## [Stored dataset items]
---+---

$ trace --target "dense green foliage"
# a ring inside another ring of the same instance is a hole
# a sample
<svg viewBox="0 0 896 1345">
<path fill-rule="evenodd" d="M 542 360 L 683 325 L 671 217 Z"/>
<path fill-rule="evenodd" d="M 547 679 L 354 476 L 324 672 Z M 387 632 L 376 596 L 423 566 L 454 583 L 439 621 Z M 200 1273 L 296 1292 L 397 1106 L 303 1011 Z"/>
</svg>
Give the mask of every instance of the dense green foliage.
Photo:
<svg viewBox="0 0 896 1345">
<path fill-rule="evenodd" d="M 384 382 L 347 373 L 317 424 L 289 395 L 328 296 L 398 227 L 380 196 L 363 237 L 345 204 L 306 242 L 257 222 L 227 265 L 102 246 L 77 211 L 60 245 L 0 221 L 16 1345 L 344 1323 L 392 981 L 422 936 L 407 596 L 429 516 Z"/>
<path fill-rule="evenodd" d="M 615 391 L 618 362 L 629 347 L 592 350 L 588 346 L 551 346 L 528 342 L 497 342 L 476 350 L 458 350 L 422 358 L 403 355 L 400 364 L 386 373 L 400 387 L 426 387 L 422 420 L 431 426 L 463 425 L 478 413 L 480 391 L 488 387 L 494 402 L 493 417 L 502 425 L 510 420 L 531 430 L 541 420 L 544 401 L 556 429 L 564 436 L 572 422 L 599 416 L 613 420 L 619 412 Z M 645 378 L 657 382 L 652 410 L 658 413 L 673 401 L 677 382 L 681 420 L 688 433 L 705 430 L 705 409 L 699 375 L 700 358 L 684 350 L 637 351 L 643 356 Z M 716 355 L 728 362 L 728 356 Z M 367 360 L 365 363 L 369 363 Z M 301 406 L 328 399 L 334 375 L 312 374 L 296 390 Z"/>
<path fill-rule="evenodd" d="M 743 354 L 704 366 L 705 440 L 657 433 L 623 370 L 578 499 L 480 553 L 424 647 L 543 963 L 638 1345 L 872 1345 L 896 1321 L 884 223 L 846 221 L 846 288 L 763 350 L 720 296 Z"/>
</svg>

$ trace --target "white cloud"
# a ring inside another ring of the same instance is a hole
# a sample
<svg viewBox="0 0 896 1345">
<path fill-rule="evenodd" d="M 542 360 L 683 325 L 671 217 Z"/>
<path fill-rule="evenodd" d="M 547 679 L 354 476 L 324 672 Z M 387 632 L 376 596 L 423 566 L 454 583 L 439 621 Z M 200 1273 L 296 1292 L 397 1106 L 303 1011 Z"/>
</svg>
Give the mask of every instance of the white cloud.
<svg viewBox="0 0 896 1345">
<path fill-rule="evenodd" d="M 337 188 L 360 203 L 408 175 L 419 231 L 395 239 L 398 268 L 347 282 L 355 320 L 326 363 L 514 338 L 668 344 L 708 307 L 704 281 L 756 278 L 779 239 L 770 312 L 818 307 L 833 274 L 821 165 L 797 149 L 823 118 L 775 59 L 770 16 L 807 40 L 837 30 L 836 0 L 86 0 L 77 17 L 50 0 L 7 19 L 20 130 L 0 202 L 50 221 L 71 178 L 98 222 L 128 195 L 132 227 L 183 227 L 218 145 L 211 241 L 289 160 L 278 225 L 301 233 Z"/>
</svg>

---+---

## [YOUR TASK]
Pick out every line of the items above that contains the word "mask", treating uppercase and lowercase as different.

## [OUTPUT OF THE EXERCISE]
Give the mask of every instance of the dense green foliage.
Give the mask of every instance of the white cloud.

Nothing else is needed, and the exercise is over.